## DIRECTION
Could you render the material below as a numbered list, covering only the lines from the one containing "Formation-chart tagging: label the brown" through the end of the material, inclusive, with any blank lines left out?
** start **
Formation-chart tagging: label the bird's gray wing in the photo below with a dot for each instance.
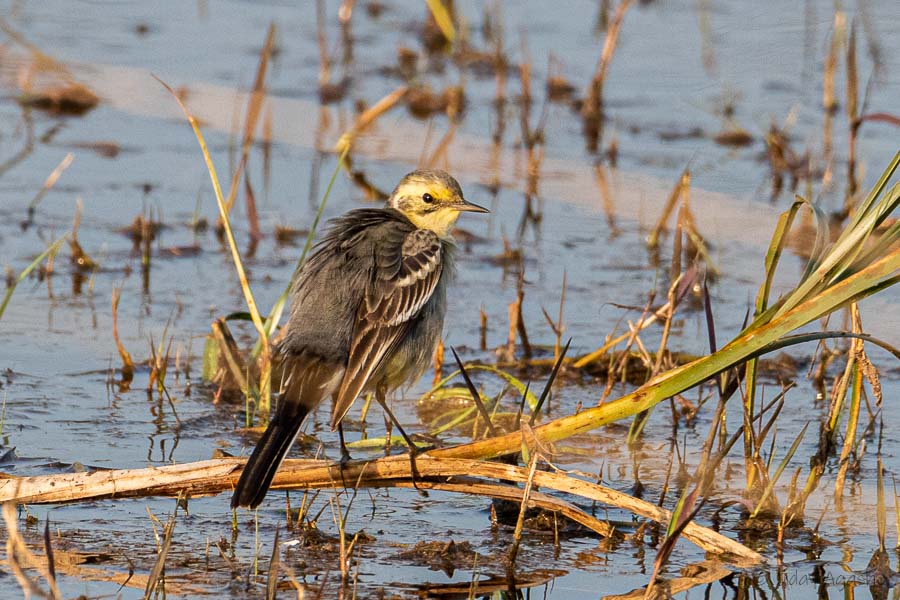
(403, 279)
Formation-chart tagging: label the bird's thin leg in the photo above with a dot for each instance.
(345, 454)
(380, 396)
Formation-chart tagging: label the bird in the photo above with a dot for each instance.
(367, 312)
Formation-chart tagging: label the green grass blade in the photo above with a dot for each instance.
(52, 249)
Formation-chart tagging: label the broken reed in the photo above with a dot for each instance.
(862, 262)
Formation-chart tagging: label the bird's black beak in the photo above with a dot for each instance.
(466, 206)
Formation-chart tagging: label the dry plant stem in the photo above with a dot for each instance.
(215, 476)
(643, 323)
(254, 104)
(678, 191)
(265, 375)
(520, 522)
(19, 557)
(593, 104)
(853, 371)
(51, 180)
(127, 362)
(368, 117)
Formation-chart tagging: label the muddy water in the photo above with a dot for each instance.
(676, 68)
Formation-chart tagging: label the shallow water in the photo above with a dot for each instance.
(62, 411)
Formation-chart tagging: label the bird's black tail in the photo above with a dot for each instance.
(266, 458)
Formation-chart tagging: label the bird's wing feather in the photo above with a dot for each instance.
(403, 279)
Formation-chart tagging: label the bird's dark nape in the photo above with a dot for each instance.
(257, 476)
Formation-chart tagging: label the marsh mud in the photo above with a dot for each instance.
(730, 90)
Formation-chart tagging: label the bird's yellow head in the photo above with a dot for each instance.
(431, 199)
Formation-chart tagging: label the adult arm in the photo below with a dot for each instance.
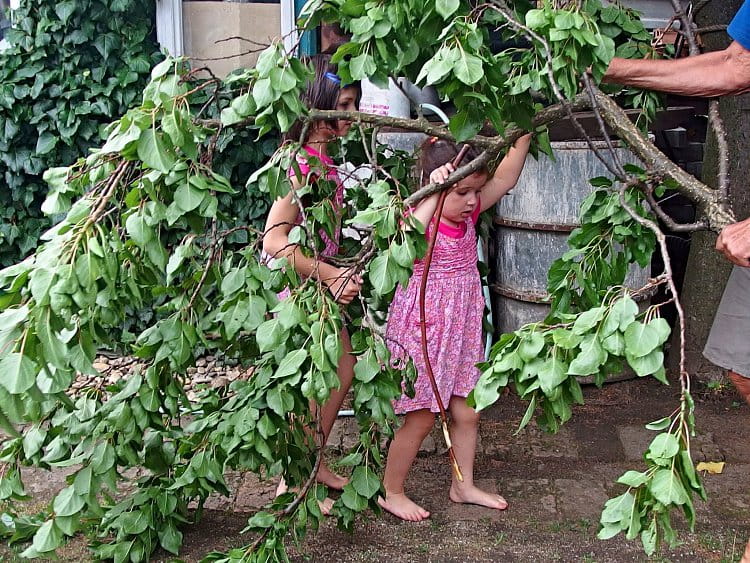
(734, 243)
(718, 73)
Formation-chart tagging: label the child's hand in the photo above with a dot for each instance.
(441, 173)
(344, 285)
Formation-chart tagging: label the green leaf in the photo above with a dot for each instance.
(263, 93)
(352, 499)
(269, 335)
(646, 365)
(365, 481)
(614, 344)
(446, 8)
(291, 363)
(551, 375)
(68, 502)
(661, 424)
(46, 143)
(588, 320)
(633, 479)
(139, 230)
(530, 346)
(663, 448)
(588, 360)
(154, 153)
(381, 275)
(367, 367)
(464, 125)
(64, 10)
(649, 537)
(621, 314)
(667, 488)
(618, 510)
(536, 19)
(47, 538)
(233, 281)
(362, 66)
(468, 69)
(18, 373)
(170, 538)
(566, 339)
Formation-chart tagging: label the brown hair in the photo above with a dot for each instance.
(434, 152)
(322, 92)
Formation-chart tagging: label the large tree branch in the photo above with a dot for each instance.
(708, 201)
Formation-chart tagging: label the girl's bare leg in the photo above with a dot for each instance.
(746, 555)
(464, 429)
(329, 413)
(742, 384)
(331, 409)
(401, 454)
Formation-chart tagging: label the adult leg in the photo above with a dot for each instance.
(401, 454)
(742, 385)
(464, 429)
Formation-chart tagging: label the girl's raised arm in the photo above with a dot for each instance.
(281, 219)
(507, 172)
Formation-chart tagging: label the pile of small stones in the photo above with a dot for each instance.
(208, 371)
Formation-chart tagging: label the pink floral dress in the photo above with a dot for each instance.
(454, 307)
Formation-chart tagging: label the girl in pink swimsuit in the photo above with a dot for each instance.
(454, 310)
(324, 92)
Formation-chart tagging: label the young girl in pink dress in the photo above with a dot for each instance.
(325, 93)
(454, 310)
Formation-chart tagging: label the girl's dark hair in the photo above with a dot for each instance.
(322, 92)
(434, 152)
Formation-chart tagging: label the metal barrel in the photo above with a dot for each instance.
(531, 228)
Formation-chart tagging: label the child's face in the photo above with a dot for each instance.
(463, 199)
(347, 101)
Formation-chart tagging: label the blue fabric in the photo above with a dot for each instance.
(739, 28)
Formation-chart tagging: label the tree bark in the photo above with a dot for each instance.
** end **
## RESULT BELOW
1. Formation-chart tagging: label the brown hair in the photo above with a dot for each instance.
2. (434, 152)
3. (322, 92)
4. Formation-chart tagging: label the large tree branch in the photo above with a dot for each instance.
5. (708, 201)
6. Formation-chart tagging: label the girl's bare leg in the photo above with a dot for each instance.
7. (746, 555)
8. (464, 429)
9. (329, 413)
10. (742, 384)
11. (331, 409)
12. (401, 454)
13. Formation-chart tagging: label the adult leg in the photo above with a dot for each instance.
14. (401, 454)
15. (742, 385)
16. (464, 429)
17. Formation-chart tagging: label the girl's raised arm in the photo above with a dot for each instance.
18. (281, 219)
19. (507, 172)
20. Formation-chart tagging: label the pile of small stones in the photo above with a dot for each instance.
21. (208, 371)
22. Formation-chart tagging: label the pink floral dress in the photo above with a dot for each instance.
23. (454, 307)
24. Formation-chart tagging: label the girl in pink swimsuit in the photo above with a dot for each instance.
25. (454, 310)
26. (324, 92)
27. Formation-chart tagging: label the young girl in pink dress in the photo above with a dot for each instance.
28. (325, 93)
29. (454, 310)
30. Formation-chart tagging: label the girl's dark hair in the photo above with a dot for each instance.
31. (322, 92)
32. (434, 152)
33. Formation-chart tagging: label the metal barrel in the photo above with a dot for each instance.
34. (531, 228)
35. Formation-chart tagging: label the child's face in the photo above with a dot for each instance.
36. (463, 199)
37. (347, 101)
38. Formation-chart tagging: label the blue fabric in the photo above with a dot for each instance.
39. (739, 28)
40. Formation-chart tagging: label the tree bark in the photo above with a dot for each instance.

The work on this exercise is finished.